Go through the records below and pull out each line containing the string "yard". Copy those lines unchanged.

ROWS:
· · · · · · ·
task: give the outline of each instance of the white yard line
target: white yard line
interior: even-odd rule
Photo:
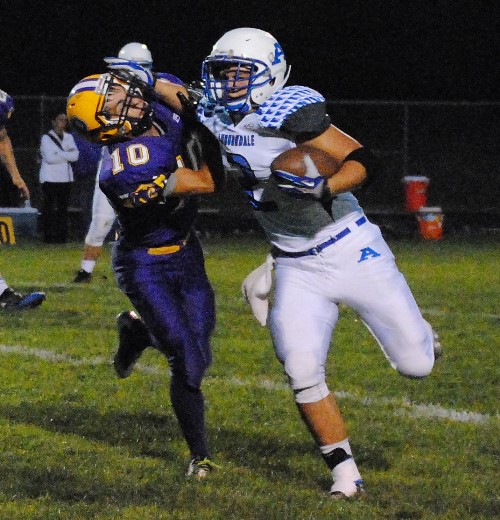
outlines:
[[[0,353],[18,354],[22,356],[36,357],[51,363],[68,363],[74,366],[97,366],[110,365],[111,360],[104,357],[78,359],[66,354],[59,354],[50,350],[33,349],[22,345],[0,345]],[[150,365],[142,365],[138,363],[136,370],[146,374],[164,374],[165,369],[160,369]],[[215,382],[217,384],[228,384],[233,386],[257,387],[274,391],[288,391],[289,387],[286,383],[273,382],[270,380],[244,380],[239,378],[225,379],[220,377],[207,377],[206,383]],[[446,419],[453,422],[485,424],[490,422],[495,416],[482,414],[478,412],[469,412],[466,410],[453,410],[444,408],[434,404],[414,403],[407,399],[394,399],[387,397],[366,397],[356,395],[352,392],[337,391],[335,396],[339,399],[349,399],[362,403],[363,405],[387,405],[395,408],[395,415],[404,415],[417,418],[428,419]]]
· · · · · · ·
ANSWER TO THE EXERCISE:
task: give the outline of each instance of the white yard line
target: white yard line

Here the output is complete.